● **Your objective**
For this exercise, write out exactly the lines from the line containing "Each instance of the dry" through the last line of the records, and no other lines.
================================
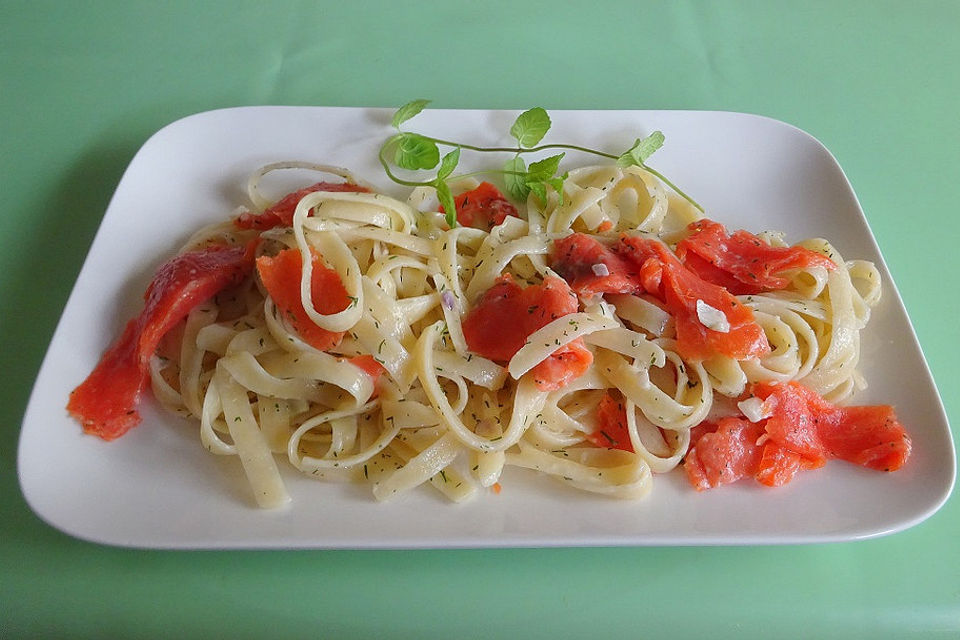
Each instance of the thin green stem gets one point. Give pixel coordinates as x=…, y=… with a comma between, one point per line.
x=542, y=147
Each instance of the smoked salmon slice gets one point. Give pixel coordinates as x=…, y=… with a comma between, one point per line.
x=106, y=402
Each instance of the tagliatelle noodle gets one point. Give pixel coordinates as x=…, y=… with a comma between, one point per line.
x=442, y=415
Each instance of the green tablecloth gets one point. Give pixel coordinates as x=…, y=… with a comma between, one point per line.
x=84, y=84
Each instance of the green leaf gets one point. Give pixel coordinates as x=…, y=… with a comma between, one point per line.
x=407, y=111
x=642, y=149
x=416, y=152
x=557, y=184
x=446, y=200
x=543, y=170
x=515, y=179
x=448, y=164
x=530, y=126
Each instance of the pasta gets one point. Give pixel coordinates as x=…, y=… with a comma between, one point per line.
x=433, y=410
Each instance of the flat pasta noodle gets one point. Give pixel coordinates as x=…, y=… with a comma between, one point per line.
x=402, y=401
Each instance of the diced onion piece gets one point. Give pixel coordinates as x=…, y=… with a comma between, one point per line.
x=712, y=318
x=600, y=269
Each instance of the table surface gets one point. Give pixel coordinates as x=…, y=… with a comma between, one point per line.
x=83, y=85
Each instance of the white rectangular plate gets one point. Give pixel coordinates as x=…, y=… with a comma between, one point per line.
x=157, y=487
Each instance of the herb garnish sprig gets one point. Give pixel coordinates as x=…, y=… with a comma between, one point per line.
x=416, y=151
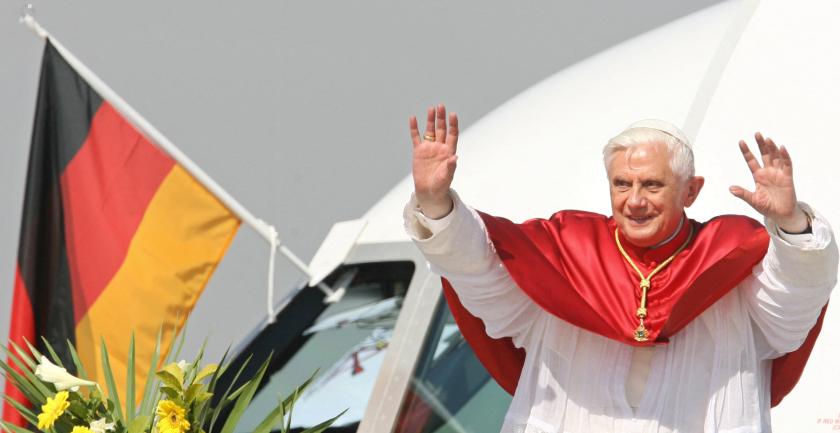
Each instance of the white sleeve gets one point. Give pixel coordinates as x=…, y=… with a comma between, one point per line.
x=789, y=288
x=458, y=248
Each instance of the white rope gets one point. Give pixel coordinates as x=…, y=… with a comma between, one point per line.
x=270, y=301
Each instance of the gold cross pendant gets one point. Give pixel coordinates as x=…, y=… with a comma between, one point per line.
x=641, y=334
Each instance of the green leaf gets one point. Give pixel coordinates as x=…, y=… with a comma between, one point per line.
x=129, y=383
x=204, y=410
x=148, y=388
x=11, y=428
x=24, y=411
x=14, y=360
x=201, y=397
x=170, y=380
x=324, y=425
x=294, y=398
x=288, y=403
x=223, y=401
x=192, y=392
x=138, y=424
x=78, y=409
x=272, y=419
x=170, y=392
x=208, y=370
x=20, y=353
x=31, y=387
x=79, y=367
x=233, y=396
x=244, y=399
x=35, y=353
x=113, y=394
x=180, y=344
x=53, y=355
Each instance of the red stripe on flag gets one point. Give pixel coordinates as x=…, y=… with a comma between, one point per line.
x=105, y=190
x=22, y=327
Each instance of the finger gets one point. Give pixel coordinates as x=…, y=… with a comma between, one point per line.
x=412, y=129
x=430, y=123
x=762, y=148
x=452, y=134
x=787, y=163
x=775, y=155
x=440, y=124
x=752, y=163
x=741, y=193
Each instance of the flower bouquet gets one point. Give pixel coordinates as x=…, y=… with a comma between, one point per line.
x=177, y=398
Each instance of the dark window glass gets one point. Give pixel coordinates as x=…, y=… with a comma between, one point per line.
x=346, y=341
x=450, y=390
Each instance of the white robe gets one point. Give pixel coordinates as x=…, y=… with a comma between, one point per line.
x=713, y=376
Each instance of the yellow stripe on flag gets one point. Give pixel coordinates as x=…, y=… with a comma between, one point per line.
x=183, y=235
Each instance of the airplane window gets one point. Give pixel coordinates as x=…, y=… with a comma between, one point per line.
x=450, y=390
x=347, y=342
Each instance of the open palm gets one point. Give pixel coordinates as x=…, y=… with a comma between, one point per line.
x=434, y=159
x=774, y=195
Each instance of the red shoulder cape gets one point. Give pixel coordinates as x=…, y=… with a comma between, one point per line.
x=571, y=267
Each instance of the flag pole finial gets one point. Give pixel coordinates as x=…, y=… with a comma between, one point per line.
x=27, y=17
x=28, y=10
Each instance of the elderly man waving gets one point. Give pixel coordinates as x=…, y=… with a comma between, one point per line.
x=645, y=321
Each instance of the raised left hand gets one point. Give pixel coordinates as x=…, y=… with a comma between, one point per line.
x=774, y=195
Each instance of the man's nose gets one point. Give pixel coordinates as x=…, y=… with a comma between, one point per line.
x=637, y=198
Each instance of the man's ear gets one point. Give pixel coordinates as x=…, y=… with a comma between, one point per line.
x=695, y=184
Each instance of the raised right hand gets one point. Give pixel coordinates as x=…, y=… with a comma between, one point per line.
x=434, y=161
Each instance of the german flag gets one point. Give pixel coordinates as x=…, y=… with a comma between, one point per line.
x=116, y=237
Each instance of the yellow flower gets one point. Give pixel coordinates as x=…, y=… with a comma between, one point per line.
x=52, y=409
x=171, y=418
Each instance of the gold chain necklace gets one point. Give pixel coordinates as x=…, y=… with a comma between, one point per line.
x=641, y=333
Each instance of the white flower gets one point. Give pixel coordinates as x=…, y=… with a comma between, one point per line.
x=100, y=426
x=49, y=372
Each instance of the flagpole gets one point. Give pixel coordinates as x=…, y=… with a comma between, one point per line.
x=267, y=231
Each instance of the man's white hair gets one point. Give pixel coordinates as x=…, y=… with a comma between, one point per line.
x=652, y=130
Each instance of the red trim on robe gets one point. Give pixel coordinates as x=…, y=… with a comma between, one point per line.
x=571, y=267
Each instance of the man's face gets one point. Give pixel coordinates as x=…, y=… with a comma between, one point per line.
x=647, y=197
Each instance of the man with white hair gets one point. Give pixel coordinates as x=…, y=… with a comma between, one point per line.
x=645, y=321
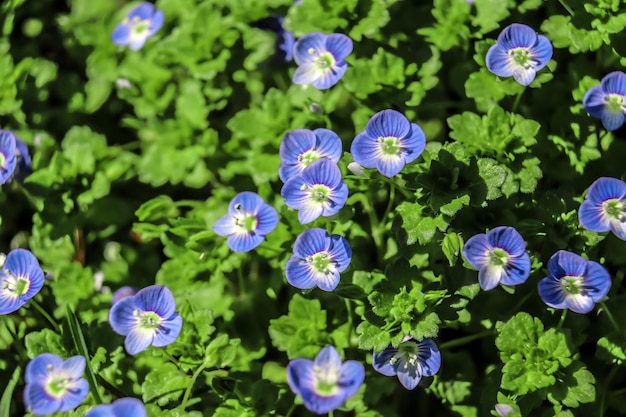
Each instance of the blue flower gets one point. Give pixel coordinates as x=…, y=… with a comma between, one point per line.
x=318, y=191
x=147, y=318
x=500, y=257
x=21, y=278
x=140, y=23
x=411, y=360
x=318, y=259
x=248, y=220
x=604, y=207
x=54, y=385
x=574, y=283
x=325, y=383
x=301, y=147
x=519, y=52
x=607, y=101
x=389, y=142
x=321, y=59
x=124, y=407
x=7, y=155
x=23, y=164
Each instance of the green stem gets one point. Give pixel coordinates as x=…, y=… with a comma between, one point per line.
x=562, y=320
x=195, y=376
x=610, y=316
x=45, y=314
x=466, y=339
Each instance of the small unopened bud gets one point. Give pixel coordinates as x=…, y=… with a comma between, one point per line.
x=356, y=169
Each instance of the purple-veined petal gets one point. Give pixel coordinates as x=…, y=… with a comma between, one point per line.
x=429, y=357
x=408, y=376
x=579, y=303
x=565, y=263
x=121, y=34
x=311, y=241
x=552, y=293
x=121, y=316
x=381, y=362
x=612, y=119
x=614, y=83
x=247, y=202
x=476, y=251
x=413, y=144
x=138, y=340
x=365, y=150
x=388, y=123
x=244, y=241
x=593, y=102
x=300, y=375
x=38, y=368
x=489, y=277
x=593, y=217
x=156, y=298
x=339, y=45
x=517, y=270
x=606, y=188
x=328, y=144
x=307, y=47
x=300, y=274
x=330, y=76
x=295, y=143
x=156, y=22
x=307, y=73
x=39, y=402
x=524, y=76
x=499, y=62
x=541, y=52
x=323, y=171
x=74, y=367
x=517, y=36
x=390, y=165
x=267, y=219
x=351, y=377
x=508, y=239
x=74, y=395
x=225, y=225
x=168, y=331
x=597, y=281
x=341, y=252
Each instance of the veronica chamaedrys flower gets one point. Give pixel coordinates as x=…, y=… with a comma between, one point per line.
x=321, y=59
x=520, y=53
x=500, y=257
x=248, y=220
x=7, y=155
x=318, y=259
x=124, y=407
x=146, y=318
x=54, y=385
x=21, y=278
x=604, y=207
x=324, y=383
x=142, y=22
x=388, y=143
x=411, y=360
x=317, y=191
x=607, y=101
x=301, y=147
x=574, y=283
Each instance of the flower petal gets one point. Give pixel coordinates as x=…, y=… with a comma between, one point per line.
x=365, y=150
x=388, y=123
x=339, y=45
x=311, y=42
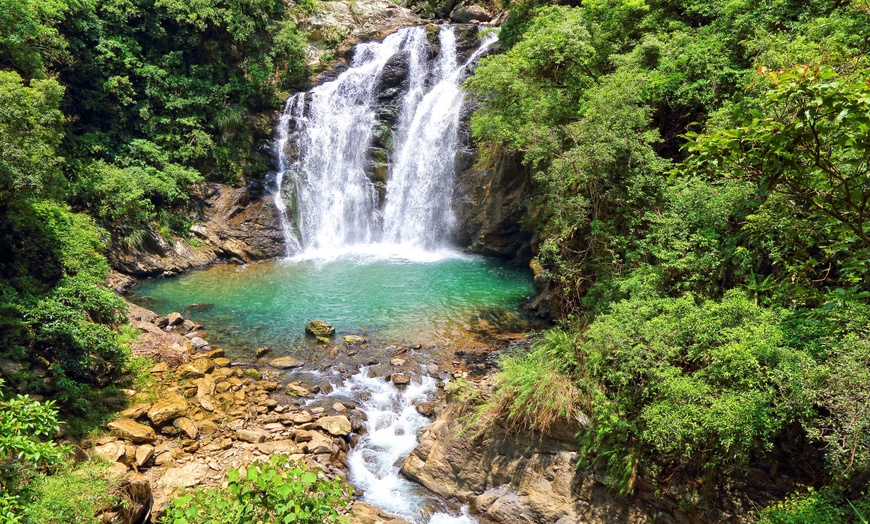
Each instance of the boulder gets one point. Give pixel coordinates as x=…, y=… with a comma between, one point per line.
x=186, y=426
x=319, y=328
x=134, y=412
x=267, y=385
x=184, y=477
x=254, y=436
x=400, y=379
x=297, y=390
x=196, y=369
x=164, y=411
x=470, y=13
x=362, y=513
x=337, y=426
x=133, y=431
x=111, y=452
x=286, y=362
x=143, y=453
x=199, y=343
x=278, y=446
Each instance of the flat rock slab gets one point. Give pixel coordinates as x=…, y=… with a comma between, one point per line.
x=133, y=431
x=251, y=435
x=162, y=412
x=337, y=426
x=185, y=476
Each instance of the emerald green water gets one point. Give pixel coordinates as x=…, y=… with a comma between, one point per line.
x=392, y=301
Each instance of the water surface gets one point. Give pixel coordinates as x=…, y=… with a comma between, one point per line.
x=386, y=298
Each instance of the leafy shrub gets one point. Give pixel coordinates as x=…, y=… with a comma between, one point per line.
x=277, y=491
x=73, y=495
x=817, y=507
x=26, y=449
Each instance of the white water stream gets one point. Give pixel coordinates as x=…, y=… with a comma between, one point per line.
x=324, y=139
x=330, y=207
x=392, y=427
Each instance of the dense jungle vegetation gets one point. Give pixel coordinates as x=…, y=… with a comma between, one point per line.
x=110, y=112
x=702, y=183
x=702, y=174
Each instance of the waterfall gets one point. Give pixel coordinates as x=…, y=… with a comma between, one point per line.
x=367, y=160
x=392, y=425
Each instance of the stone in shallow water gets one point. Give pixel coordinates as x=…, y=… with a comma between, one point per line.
x=286, y=362
x=132, y=430
x=163, y=412
x=319, y=328
x=354, y=339
x=338, y=425
x=400, y=379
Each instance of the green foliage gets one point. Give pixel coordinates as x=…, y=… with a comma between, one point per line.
x=694, y=386
x=30, y=131
x=274, y=491
x=817, y=507
x=809, y=140
x=73, y=495
x=26, y=449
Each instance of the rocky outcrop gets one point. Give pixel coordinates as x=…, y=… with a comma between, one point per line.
x=490, y=203
x=514, y=479
x=231, y=226
x=343, y=23
x=191, y=428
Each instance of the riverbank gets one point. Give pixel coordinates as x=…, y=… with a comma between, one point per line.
x=203, y=414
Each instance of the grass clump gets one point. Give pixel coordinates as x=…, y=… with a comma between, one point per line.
x=535, y=390
x=74, y=495
x=276, y=491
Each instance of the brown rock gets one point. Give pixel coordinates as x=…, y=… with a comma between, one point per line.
x=297, y=389
x=196, y=369
x=400, y=379
x=337, y=425
x=143, y=453
x=111, y=452
x=319, y=328
x=286, y=362
x=162, y=412
x=268, y=385
x=186, y=426
x=134, y=412
x=253, y=436
x=184, y=477
x=363, y=513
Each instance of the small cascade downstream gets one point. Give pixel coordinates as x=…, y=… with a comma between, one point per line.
x=392, y=427
x=366, y=161
x=366, y=168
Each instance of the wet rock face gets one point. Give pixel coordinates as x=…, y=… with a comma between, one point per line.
x=231, y=225
x=489, y=204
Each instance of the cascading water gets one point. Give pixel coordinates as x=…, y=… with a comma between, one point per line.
x=366, y=163
x=324, y=147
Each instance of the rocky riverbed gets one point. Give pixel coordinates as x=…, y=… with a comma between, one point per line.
x=204, y=414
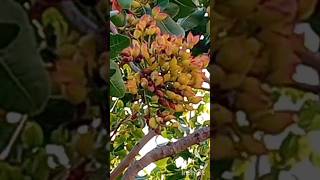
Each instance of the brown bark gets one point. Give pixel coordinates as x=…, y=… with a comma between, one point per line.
x=130, y=157
x=167, y=150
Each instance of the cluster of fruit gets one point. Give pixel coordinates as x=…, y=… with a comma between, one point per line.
x=164, y=67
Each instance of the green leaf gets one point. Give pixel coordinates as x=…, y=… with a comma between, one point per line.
x=8, y=172
x=118, y=42
x=186, y=7
x=206, y=175
x=37, y=166
x=169, y=26
x=117, y=87
x=192, y=21
x=6, y=130
x=60, y=136
x=125, y=4
x=162, y=3
x=32, y=135
x=309, y=118
x=171, y=9
x=172, y=167
x=24, y=80
x=289, y=147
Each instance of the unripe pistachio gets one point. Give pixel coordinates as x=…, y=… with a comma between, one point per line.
x=155, y=98
x=169, y=117
x=179, y=108
x=175, y=125
x=136, y=107
x=144, y=82
x=153, y=123
x=166, y=77
x=194, y=99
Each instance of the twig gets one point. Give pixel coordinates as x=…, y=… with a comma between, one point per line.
x=257, y=164
x=167, y=150
x=130, y=157
x=5, y=153
x=119, y=124
x=309, y=58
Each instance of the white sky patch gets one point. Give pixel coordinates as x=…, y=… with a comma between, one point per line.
x=311, y=38
x=60, y=153
x=306, y=74
x=13, y=117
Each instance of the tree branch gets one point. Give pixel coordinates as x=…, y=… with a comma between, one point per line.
x=119, y=124
x=309, y=58
x=168, y=150
x=130, y=157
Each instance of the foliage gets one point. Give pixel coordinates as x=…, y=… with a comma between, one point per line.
x=52, y=93
x=252, y=78
x=162, y=71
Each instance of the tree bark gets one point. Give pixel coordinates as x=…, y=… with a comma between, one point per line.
x=167, y=150
x=130, y=157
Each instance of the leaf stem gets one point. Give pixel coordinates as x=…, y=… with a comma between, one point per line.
x=5, y=153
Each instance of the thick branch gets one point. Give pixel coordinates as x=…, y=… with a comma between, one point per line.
x=130, y=157
x=309, y=58
x=168, y=150
x=307, y=87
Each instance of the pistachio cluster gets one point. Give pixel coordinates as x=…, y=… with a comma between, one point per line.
x=166, y=68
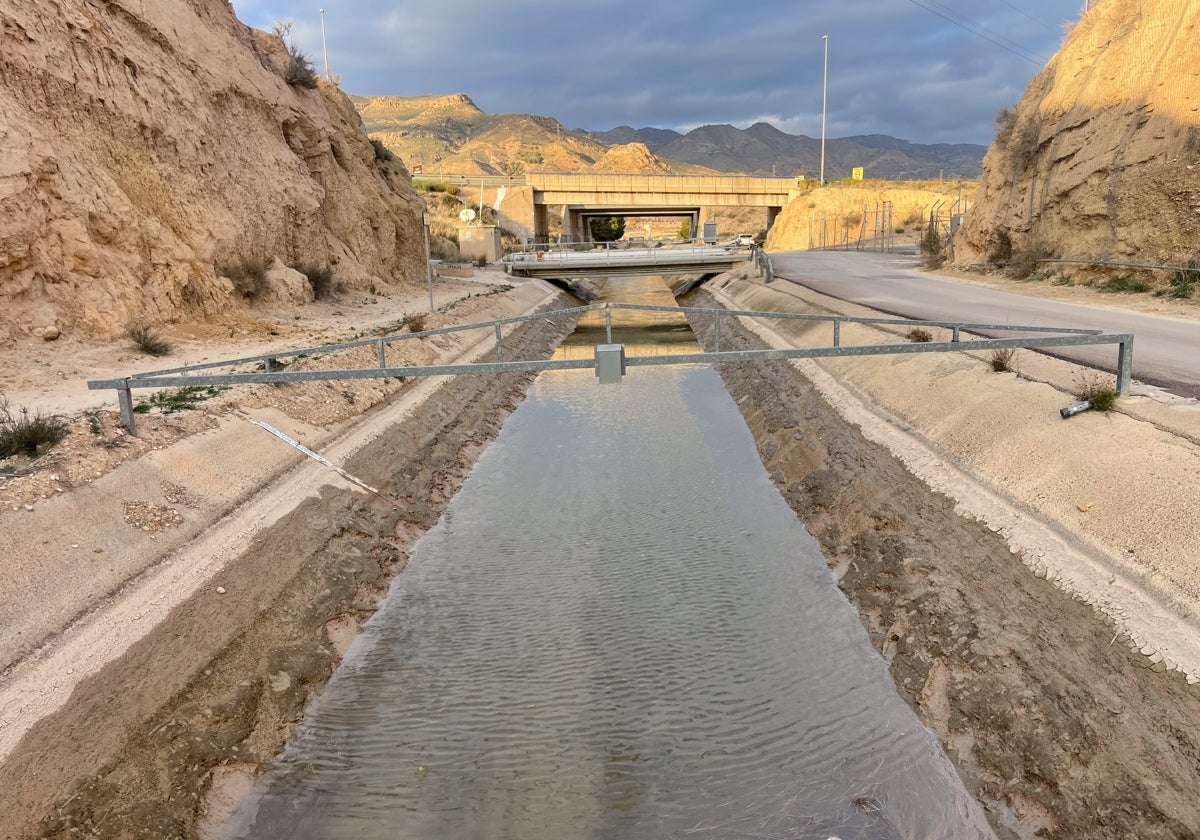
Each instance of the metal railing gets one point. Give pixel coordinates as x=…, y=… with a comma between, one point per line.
x=195, y=375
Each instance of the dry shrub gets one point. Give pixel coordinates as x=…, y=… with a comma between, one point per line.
x=249, y=276
x=24, y=433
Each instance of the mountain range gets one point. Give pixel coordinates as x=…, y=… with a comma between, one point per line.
x=450, y=133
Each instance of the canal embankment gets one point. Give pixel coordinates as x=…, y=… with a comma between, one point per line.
================================
● **Solved exercise**
Each instance of the dry shrub gets one point. Give pixel coordinates as x=…, y=… with a comma between, one point per line.
x=249, y=276
x=24, y=433
Each instance of the mountain range gets one point. Give pixel coordinates as x=…, y=… with a comma between, one point per line.
x=450, y=133
Each instance of the canal embankment gets one point. Give pixel coordinates as x=…, y=… with a comma between, one point per line.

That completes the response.